To do>
1 – From the passage on OMPS wavelength shifts, copy the span that begins at the words "3.4.2. Intra-Orbit Wavelength" and stops after "orbit cycle [7,18].".
2 – According to the passage on OMPS wavelength shifts, what range of ground-to-orbit wavelength shifts does the NOAA-21 OMPS NM sensor display?
3 – Condense the paragraph of the OMPS wavelength shift passage that begins "After the OMPS instrument experiences" into a shorter version that keeps its main facts.

The initial NOAA-21 OMPS solar flux data using the working diffuser were measured on 2 September 2023. These data were utilized in the minimization of ${\chi }^2$ in Equation (9) to derive a replacement for ${ F}^{Mea}\left(\lambda \right)$ with specific wavelength shifts based upon the FOV position. This new solar spectrum is referred to as $F^{Day1},$ the day-1 solar spectrum. Figure 3a presents the averages of ${ F}^{Mea}\left(\lambda \right)$, $F^{Day1}\left(\lambda \right)$, and $F^{Syn}\left(\lambda \right)$ across all FOV positions for the NOAA-21 OMPS NM SDR, denoted as $\overline{F^{Mea}\left(\lambda \right)}$, $\overline{F^{Day1}\left(\lambda \right)}$ and $\overline{F^{Syn}\left(\lambda \right)}$, respectively. The overall pattern of $\overline{F^{Mea}}$ closely resembles the pre-launch synthetic solar spectrum, while $\overline{F^{Day1}}$ is more comparable to $\overline{F^{Syn}}$ than $\overline{F^{Mea}}$, where $\lambda$ is omitted for clarity. Figure 3b describes the NOAA-21 OMPS NM ground-to-orbit wavelength shift vs. the macropixel position. The sensor displays wavelength shifts ranging from −0.128 nm to −0.139 nm, with an asymmetric pattern around the nadir pixel position, particularly in the left off-nadir pixel area. These asymmetric features are related to goniometric non-uniform features within solar working diffuser (the figure is omitted).

3.4.2. Intra-Orbit Wavelength Shift

After the OMPS instrument experiences a relatively large wavelength change from ground to orbit, it continues suffering from certain wavelength shifts with time due to the instrument temperature changes. Moreover, the OMPS NM in-flight wavelength shifts do not change monotonically with time. Earlier studies found that the SNPP OMPS NM SDR data experienced along-orbit wavelength shifts of more than 0.01 nm, exceeding the specification in Table 2. This phenomenon is caused by the OMPS NM housing and nadir calibration housing temperatures within an orbit cycle [7,18].

A similar intra-orbit wavelength shift occurs for the NOAA-21 OMPS NM SDR data due to the same reason. Figure 4 shows the time series of the NOAA-21 OMPS NM and nadir housing temperature differences and intra-orbit relative wavelength shift by using five orbits of data on 20 July 2024. The results in the figure show that large housing temperature differences (absolute value) result in relatively high wavelength shift. Here, the intra-orbit relative wavelength shifts are estimated by using an empirical algorithm in the current IDPS operational processing package. This algorithm was developed by adjusting the solar flux spectrum in the SDR solar table to the Earth wavelength scale as a function of latitude [7,47,48].

Entries for pointing and labeling>
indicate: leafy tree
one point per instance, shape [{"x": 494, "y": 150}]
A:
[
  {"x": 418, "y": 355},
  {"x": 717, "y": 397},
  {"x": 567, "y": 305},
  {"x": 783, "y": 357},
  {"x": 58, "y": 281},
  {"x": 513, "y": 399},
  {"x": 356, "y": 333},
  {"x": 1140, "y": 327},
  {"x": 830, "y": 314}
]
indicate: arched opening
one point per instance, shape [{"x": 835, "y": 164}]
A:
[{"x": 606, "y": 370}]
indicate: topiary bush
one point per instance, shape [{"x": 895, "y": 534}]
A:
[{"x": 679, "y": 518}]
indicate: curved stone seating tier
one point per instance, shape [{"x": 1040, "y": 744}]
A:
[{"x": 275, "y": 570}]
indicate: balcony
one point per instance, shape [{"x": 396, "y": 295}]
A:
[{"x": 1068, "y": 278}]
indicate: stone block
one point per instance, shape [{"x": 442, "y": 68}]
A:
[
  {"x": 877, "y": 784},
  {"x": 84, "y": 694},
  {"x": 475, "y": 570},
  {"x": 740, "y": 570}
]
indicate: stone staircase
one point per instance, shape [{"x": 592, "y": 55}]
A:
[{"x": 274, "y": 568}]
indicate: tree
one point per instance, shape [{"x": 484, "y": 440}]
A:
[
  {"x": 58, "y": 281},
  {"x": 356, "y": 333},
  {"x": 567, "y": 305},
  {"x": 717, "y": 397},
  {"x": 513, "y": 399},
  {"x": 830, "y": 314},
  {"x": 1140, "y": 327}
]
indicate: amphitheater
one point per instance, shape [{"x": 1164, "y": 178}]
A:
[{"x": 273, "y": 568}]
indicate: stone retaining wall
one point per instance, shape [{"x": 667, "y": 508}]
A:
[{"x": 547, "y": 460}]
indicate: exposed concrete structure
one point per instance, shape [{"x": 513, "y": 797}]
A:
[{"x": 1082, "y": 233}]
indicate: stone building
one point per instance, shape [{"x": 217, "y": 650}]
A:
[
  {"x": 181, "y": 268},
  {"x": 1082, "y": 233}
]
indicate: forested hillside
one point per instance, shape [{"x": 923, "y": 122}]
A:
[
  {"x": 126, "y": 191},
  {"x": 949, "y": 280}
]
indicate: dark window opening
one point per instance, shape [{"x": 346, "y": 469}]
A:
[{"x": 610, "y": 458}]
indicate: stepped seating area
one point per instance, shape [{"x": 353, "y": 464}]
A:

Task solutions>
1 –
3.4.2. Intra-Orbit Wavelength Shift

After the OMPS instrument experiences a relatively large wavelength change from ground to orbit, it continues suffering from certain wavelength shifts with time due to the instrument temperature changes. Moreover, the OMPS NM in-flight wavelength shifts do not change monotonically with time. Earlier studies found that the SNPP OMPS NM SDR data experienced along-orbit wavelength shifts of more than 0.01 nm, exceeding the specification in Table 2. This phenomenon is caused by the OMPS NM housing and nadir calibration housing temperatures within an orbit cycle [7,18].

2 – The shifts range from −0.128 nm to −0.139 nm.

3 – After its large ground-to-orbit wavelength change, the OMPS instrument keeps experiencing wavelength shifts over time because of instrument temperature changes, and these in-flight shifts are not monotonic. Earlier studies found along-orbit shifts of more than 0.01 nm in SNPP OMPS NM SDR data, exceeding the specification in Table 2. These shifts are caused by the OMPS NM housing and nadir calibration housing temperatures within an orbit cycle.